- Given request A -
In the song article, on what date was the single released?
- Given request B -
Transcribe the stretch of the song article from "1993 song by" through "the Golden Arm).".

- Excerpted text -
Single by Ministry

from the album Psalm 69: The Way to Succeed and the Way to Suck Eggs
- Released: January 21, 1993
- Recorded: 1991
- Genre: Industrial metal
- Length: 5:11
- Label: Sire Warner Bros.
- Songwriters: Al Jourgensen Paul Barker Bill Rieflin Michael Balch
- Producers: Hypo Luxa Hermes Pan

Ministry singles chronology
| "N.W.O." (1992) | "Just One Fix" (1993) | "The Fall" (1995) |

= Just One Fix =

1993 song by Ministry

"Just One Fix" is the third single from industrial metal band Ministry's 1992 album Psalm 69: The Way to Succeed and the Way to Suck Eggs. The song features samples from Sid and Nancy, Hellbound: Hellraiser II and Frank Sinatra reciting "Just One Fix" (from the movie The Man with the Golden Arm).

- Available data -
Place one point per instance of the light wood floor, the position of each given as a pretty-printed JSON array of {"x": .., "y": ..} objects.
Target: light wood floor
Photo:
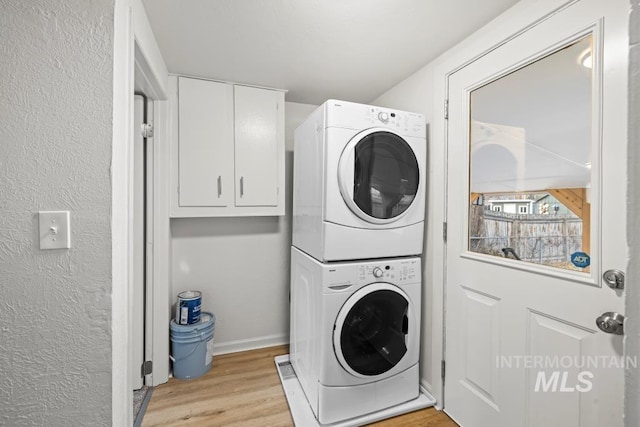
[{"x": 243, "y": 389}]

- Exercise answer A -
January 21, 1993

- Exercise answer B -
1993 song by Ministry

"Just One Fix" is the third single from industrial metal band Ministry's 1992 album Psalm 69: The Way to Succeed and the Way to Suck Eggs. The song features samples from Sid and Nancy, Hellbound: Hellraiser II and Frank Sinatra reciting "Just One Fix" (from the movie The Man with the Golden Arm).